[Collection entries]
start

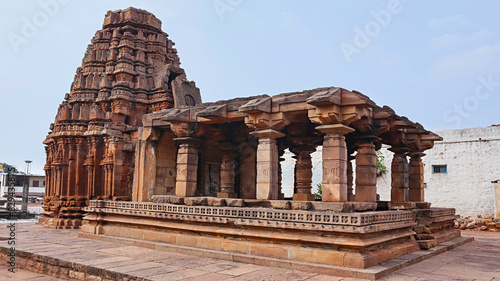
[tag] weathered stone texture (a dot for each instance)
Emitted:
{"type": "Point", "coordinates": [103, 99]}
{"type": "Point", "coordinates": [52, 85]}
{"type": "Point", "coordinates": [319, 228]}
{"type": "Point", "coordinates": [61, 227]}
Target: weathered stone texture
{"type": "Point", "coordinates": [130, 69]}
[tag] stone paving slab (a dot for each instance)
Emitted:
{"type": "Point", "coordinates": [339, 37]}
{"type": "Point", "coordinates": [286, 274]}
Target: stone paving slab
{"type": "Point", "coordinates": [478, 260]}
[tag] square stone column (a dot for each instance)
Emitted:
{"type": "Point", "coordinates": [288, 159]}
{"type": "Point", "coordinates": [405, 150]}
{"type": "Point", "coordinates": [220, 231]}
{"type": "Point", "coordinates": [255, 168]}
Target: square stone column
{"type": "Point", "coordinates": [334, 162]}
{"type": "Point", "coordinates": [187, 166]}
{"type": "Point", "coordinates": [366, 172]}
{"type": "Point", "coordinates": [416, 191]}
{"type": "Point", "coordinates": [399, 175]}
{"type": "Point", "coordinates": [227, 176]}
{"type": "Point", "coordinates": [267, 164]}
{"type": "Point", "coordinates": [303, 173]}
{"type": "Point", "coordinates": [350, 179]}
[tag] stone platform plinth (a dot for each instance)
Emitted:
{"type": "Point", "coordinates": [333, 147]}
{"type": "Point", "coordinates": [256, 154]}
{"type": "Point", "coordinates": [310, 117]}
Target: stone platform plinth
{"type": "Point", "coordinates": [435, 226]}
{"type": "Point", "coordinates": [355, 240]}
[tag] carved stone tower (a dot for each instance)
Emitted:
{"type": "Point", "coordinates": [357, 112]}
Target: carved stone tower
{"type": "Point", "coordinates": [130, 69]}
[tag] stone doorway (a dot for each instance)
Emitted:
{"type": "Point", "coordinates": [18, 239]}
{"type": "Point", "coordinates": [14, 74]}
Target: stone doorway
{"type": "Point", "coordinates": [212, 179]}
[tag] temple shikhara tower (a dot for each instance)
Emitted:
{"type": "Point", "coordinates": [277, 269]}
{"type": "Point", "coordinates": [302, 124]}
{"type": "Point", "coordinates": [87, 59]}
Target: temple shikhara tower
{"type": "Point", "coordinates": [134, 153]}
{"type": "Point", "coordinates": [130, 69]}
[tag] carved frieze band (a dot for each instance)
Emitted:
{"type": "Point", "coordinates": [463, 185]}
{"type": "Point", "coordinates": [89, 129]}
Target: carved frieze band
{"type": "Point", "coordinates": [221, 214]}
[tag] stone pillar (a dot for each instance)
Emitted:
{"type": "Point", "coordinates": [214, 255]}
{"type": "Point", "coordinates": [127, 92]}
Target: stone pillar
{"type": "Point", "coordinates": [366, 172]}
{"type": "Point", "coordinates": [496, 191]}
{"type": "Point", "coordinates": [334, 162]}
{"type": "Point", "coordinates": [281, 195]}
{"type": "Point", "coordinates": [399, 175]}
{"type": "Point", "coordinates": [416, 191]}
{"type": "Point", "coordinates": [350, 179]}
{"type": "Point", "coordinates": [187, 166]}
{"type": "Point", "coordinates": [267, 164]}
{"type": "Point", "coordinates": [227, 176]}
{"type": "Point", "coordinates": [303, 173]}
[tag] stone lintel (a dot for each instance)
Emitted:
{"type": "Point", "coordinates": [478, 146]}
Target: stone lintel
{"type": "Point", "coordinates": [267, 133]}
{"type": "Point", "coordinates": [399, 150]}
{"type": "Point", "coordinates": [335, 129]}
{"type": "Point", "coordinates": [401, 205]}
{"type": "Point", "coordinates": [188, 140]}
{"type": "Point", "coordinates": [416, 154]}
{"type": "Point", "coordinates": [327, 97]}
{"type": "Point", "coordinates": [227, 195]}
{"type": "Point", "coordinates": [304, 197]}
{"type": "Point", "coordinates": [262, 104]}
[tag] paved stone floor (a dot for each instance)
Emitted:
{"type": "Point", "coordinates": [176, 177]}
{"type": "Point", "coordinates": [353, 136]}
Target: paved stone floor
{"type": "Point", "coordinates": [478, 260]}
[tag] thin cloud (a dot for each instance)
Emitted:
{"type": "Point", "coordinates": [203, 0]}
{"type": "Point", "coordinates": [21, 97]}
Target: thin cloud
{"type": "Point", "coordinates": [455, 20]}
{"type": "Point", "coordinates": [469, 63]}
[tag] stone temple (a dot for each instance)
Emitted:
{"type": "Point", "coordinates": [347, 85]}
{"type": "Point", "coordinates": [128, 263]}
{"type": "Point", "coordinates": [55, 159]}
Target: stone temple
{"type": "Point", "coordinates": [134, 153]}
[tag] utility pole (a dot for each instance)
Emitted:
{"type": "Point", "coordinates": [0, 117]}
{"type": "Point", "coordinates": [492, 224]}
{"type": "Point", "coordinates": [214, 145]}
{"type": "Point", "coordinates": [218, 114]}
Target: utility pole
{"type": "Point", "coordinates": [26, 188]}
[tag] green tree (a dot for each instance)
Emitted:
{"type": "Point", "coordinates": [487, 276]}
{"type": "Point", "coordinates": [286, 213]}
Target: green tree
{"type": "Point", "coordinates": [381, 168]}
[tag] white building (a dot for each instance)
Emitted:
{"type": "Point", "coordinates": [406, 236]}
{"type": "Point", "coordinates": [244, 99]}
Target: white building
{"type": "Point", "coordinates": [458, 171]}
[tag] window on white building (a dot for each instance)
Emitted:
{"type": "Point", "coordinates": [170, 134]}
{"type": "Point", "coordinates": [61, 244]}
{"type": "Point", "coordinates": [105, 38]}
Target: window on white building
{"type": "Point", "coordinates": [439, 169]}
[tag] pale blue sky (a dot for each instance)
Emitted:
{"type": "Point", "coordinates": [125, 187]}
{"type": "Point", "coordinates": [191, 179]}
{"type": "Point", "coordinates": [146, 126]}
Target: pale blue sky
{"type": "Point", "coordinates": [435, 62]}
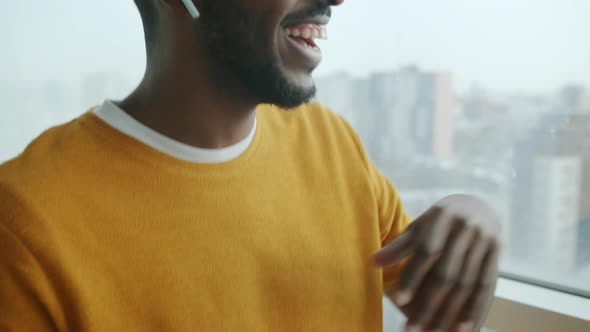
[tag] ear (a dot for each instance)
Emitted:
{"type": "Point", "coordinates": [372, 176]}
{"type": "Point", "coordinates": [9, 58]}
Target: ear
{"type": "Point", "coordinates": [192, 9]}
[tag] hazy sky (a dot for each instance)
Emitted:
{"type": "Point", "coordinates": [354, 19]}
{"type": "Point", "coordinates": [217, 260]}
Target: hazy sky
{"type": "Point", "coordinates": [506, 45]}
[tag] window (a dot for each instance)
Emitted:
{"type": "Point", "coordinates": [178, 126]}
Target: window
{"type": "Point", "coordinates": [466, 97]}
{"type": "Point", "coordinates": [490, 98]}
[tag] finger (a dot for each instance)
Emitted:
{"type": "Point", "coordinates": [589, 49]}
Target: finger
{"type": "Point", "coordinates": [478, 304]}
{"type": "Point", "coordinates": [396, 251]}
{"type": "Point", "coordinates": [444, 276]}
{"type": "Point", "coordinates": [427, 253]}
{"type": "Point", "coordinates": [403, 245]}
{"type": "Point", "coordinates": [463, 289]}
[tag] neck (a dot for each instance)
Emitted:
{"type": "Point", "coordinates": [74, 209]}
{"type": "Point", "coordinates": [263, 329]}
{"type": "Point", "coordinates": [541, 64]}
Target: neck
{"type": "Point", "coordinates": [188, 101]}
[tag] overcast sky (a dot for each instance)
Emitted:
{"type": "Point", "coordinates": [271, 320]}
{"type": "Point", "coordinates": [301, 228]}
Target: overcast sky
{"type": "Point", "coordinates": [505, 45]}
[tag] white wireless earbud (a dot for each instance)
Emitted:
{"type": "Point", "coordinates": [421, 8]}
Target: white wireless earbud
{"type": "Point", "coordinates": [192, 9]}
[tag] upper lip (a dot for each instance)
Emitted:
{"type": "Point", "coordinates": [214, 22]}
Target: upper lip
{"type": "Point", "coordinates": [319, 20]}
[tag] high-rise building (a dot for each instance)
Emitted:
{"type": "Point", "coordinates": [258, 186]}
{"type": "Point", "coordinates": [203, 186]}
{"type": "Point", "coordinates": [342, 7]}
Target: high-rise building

end
start

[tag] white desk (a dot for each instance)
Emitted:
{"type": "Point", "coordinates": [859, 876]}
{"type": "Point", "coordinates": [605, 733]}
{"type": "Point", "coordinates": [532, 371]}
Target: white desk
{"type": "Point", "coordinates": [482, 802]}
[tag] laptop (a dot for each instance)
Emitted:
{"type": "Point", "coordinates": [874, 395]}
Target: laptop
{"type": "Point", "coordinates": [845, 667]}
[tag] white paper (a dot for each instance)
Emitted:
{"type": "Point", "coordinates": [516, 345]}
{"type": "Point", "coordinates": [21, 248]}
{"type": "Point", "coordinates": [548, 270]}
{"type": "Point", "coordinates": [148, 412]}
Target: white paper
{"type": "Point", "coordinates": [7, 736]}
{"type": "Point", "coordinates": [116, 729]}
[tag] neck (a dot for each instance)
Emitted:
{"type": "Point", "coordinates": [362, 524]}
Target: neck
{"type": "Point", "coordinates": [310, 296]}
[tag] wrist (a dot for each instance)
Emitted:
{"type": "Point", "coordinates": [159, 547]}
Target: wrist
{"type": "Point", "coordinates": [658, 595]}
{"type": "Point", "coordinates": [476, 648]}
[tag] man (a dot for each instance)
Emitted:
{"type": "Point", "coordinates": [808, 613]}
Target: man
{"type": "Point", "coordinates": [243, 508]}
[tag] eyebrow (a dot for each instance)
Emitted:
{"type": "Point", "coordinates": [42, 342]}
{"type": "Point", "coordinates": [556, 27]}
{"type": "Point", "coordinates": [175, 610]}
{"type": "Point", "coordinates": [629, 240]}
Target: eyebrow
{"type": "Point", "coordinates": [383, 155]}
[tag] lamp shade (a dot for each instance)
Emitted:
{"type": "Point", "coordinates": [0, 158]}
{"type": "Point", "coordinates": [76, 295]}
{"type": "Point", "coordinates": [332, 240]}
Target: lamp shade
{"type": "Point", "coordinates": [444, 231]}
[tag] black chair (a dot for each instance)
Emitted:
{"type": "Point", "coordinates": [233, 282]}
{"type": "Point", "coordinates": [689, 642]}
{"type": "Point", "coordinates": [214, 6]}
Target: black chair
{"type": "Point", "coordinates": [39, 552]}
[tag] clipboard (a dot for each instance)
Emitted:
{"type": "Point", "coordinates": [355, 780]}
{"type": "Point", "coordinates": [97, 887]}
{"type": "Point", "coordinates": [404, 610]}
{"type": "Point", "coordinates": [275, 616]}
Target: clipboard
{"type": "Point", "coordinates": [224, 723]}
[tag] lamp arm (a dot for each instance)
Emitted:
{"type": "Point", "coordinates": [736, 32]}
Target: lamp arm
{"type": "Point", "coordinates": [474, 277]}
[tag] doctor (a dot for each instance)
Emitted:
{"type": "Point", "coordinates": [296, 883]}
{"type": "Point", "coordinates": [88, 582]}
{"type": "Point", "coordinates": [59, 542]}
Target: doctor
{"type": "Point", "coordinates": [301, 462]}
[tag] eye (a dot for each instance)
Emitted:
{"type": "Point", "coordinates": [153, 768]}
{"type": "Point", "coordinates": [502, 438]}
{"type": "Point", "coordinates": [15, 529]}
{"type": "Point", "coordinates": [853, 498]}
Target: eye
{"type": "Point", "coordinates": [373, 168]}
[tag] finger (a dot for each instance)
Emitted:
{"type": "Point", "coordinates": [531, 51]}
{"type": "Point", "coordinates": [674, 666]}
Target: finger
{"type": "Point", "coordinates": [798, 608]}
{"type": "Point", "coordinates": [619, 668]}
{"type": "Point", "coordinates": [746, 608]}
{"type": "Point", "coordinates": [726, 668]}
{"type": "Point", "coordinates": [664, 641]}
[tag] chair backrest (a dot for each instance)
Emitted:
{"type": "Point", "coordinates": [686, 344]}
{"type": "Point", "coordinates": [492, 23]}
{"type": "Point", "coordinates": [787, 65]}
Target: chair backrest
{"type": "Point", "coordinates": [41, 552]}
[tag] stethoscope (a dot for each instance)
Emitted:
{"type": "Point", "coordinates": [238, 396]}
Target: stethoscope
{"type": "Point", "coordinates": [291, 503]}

end
start

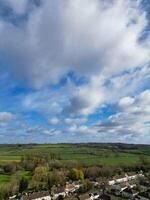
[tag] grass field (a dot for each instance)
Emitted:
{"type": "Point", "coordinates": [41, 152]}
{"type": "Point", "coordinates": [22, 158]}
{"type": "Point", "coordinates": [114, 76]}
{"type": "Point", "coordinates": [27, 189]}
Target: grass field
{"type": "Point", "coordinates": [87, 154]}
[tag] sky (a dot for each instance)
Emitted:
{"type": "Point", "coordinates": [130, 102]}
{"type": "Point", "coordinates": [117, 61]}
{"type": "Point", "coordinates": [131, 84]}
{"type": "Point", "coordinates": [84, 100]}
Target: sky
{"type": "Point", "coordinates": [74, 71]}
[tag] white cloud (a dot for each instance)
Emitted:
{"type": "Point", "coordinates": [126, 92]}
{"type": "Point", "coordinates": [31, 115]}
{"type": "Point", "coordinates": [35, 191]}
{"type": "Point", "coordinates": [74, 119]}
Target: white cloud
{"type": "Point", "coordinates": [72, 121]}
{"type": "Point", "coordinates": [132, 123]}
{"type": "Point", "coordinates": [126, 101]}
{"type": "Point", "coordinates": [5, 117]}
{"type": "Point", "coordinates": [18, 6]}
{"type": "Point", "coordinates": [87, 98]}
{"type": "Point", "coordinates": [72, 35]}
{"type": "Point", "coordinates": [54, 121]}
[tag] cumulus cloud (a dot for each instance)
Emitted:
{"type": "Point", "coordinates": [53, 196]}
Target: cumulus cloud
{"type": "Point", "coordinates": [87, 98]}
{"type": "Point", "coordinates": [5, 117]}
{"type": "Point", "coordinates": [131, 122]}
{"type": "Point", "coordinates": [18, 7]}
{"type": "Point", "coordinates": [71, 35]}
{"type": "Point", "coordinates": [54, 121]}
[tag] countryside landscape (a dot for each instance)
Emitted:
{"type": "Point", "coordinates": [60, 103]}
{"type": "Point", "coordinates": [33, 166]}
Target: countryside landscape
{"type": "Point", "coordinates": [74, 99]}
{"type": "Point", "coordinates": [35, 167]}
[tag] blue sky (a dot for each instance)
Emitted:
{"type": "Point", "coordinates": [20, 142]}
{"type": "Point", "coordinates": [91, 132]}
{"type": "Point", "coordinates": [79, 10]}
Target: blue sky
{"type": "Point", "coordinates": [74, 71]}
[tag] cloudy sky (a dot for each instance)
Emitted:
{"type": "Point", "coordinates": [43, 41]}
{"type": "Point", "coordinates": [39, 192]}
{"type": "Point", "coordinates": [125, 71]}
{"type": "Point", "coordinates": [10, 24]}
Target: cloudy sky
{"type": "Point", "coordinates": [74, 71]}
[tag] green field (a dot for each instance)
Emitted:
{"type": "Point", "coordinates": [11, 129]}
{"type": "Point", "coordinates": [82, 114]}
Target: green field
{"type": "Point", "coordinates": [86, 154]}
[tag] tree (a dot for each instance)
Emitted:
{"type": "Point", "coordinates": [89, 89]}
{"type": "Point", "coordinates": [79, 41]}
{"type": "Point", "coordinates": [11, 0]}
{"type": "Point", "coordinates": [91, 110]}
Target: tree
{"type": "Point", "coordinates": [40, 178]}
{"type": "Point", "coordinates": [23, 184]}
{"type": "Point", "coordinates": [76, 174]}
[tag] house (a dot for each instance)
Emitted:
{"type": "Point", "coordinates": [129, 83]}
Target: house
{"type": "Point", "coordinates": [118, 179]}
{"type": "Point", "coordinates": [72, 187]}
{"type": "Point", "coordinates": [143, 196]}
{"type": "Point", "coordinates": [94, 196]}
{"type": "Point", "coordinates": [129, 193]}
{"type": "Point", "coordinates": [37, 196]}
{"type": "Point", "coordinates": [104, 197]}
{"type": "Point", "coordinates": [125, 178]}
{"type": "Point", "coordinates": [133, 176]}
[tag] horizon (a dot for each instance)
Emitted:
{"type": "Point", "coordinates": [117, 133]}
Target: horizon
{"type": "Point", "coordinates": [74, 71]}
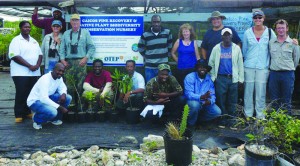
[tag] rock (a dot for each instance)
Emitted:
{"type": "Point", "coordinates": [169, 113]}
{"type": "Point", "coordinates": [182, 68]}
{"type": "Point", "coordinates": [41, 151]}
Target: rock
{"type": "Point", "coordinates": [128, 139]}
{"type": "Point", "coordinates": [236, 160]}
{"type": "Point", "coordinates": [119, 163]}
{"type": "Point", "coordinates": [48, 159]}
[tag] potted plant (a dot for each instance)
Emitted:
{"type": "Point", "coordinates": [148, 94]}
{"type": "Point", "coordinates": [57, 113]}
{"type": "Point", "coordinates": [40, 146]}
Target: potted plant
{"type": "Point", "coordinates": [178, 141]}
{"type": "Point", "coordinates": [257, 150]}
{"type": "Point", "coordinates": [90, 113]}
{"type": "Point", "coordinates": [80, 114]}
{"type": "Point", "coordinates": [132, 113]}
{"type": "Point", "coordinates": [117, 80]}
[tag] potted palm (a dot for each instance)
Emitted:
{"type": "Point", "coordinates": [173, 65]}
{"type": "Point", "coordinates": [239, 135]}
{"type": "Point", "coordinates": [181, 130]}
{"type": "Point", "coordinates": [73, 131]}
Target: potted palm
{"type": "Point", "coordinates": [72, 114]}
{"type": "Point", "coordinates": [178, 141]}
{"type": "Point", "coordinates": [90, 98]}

end

WHAT IS REQUIRED ▸ Pull out each line from the lines above that contains the string "hazy". Treat uppercase and lowercase as different.

EXPECTED ANSWER ▸
[tag] hazy sky (a dot for each instance)
Target: hazy sky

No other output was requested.